YOUR INSTRUCTIONS — Can you copy, character for character, only the lines from the one containing "of the blurred" up to and including the one containing "<point>85,25</point>"?

━━━ SUPPLIED MATERIAL ━━━

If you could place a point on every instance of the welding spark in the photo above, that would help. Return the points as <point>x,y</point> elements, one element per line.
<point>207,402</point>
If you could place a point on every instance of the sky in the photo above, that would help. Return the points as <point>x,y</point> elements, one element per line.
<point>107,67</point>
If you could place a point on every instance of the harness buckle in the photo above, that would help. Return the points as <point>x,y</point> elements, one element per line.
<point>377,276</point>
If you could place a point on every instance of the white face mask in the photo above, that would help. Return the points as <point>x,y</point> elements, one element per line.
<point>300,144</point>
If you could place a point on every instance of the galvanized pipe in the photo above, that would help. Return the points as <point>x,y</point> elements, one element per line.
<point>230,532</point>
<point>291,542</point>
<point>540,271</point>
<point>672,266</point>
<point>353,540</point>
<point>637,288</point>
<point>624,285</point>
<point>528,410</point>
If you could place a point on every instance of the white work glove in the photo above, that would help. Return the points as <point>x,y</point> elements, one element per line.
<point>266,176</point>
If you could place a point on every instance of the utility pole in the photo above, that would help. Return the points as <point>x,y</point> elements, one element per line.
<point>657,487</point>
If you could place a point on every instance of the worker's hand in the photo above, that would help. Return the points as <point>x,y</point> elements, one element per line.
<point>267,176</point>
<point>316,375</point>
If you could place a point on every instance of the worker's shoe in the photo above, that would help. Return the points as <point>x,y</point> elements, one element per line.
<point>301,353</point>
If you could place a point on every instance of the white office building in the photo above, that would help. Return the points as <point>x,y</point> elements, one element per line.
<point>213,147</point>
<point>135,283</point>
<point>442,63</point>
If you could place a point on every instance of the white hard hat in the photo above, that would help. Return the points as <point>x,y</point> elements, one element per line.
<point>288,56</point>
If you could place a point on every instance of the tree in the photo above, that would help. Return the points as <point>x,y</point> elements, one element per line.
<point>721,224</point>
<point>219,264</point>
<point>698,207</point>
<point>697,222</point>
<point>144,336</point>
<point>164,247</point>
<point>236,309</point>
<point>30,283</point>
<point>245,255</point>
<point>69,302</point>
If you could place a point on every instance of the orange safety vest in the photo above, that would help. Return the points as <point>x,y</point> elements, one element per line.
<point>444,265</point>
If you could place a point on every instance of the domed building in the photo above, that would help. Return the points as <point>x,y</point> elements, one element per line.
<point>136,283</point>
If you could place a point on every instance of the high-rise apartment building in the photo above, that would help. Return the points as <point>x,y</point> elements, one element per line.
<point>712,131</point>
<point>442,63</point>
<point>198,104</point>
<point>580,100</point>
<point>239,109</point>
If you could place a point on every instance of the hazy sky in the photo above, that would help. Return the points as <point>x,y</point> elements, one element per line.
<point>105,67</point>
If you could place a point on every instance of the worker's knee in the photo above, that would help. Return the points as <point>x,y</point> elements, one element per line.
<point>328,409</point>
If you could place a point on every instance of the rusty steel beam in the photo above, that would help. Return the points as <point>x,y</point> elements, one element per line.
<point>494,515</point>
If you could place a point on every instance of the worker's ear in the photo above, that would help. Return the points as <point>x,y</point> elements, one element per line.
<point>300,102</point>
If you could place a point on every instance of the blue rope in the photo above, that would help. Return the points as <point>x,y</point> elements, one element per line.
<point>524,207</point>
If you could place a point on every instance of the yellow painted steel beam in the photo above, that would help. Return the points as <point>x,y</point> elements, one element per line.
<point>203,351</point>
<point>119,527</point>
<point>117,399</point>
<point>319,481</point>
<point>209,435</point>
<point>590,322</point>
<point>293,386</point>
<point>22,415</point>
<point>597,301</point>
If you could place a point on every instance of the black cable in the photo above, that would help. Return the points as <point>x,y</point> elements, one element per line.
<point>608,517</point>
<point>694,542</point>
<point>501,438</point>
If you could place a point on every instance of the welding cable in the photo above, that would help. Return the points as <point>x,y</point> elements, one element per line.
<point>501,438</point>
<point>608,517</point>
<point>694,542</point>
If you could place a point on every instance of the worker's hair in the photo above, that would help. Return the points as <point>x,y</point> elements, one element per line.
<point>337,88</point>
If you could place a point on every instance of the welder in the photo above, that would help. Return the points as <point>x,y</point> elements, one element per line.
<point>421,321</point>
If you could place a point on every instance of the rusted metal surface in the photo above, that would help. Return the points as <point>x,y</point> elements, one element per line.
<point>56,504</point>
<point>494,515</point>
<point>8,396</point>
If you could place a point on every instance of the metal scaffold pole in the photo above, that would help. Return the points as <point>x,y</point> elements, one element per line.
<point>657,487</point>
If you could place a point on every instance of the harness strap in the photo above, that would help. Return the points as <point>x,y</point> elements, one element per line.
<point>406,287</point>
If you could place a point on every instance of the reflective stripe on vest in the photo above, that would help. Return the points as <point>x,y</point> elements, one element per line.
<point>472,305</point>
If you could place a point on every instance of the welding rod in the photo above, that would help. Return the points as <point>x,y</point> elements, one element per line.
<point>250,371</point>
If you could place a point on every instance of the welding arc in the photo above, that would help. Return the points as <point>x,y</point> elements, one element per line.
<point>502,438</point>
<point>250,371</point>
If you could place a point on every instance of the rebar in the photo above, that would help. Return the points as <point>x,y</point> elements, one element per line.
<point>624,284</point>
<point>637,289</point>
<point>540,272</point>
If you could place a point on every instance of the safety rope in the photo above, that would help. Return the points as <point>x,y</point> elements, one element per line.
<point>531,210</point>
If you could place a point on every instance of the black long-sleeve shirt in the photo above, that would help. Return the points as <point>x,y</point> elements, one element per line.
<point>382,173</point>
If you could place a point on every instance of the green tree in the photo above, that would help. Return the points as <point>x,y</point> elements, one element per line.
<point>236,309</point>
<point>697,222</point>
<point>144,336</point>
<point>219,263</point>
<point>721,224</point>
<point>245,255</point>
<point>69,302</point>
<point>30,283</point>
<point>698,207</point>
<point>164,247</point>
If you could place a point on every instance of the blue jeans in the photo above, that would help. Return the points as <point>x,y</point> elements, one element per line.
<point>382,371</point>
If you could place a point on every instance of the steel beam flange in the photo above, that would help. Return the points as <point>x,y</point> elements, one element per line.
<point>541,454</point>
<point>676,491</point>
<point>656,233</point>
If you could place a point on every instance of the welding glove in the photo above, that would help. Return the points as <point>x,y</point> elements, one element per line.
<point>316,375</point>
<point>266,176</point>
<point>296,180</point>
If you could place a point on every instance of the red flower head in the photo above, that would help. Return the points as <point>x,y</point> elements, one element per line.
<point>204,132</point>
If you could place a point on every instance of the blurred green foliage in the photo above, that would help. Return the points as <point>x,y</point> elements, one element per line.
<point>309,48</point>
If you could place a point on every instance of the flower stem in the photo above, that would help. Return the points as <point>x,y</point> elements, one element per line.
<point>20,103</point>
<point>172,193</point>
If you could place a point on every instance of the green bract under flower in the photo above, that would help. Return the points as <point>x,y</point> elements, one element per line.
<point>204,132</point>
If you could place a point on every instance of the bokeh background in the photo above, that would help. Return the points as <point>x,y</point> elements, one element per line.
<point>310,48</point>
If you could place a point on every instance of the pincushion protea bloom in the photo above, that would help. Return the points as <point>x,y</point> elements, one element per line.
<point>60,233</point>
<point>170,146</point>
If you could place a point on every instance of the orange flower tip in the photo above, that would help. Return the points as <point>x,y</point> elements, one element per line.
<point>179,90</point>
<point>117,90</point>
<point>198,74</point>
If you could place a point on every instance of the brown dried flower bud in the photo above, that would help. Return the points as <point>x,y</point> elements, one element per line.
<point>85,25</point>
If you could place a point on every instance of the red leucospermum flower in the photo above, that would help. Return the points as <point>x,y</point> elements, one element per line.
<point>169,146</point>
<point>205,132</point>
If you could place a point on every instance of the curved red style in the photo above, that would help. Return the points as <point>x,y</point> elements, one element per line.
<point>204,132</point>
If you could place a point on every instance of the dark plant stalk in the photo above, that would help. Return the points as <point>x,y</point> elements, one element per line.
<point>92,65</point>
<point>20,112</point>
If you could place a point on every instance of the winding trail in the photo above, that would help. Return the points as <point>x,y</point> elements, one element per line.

━━━

FULL ANSWER —
If you could place a point on every instance of the blurred green foliage in the photo above, that would help. Return the points as <point>x,y</point> elements, one element per line.
<point>309,48</point>
If you could place a point on every instance of the flower stem in the photo above, that would help. Return the points as <point>x,y</point> elements, one element per line.
<point>20,103</point>
<point>172,193</point>
If you could place a point on every instance of the green bract under flower in the photo above, that would help. Return the points as <point>x,y</point> elements, one element per line.
<point>204,132</point>
If you could place a point on every instance of the bokeh background in the photo above, that would help. Return the points as <point>x,y</point> elements, one element per line.
<point>310,48</point>
If you could place a point on every instance of the pincushion protea bloom in the photo above, that would help. Return the points as <point>x,y</point> elements, one element per line.
<point>60,233</point>
<point>170,146</point>
If you could place a point on every instance of the orange flower tip in the photo above, that would help. Return the points as <point>x,y</point> elements, one element per line.
<point>179,90</point>
<point>117,90</point>
<point>198,74</point>
If you could place a point on every instance of the brown dried flower bud in the photo above, that would help. Return the points as <point>x,y</point> elements, one element per line.
<point>85,25</point>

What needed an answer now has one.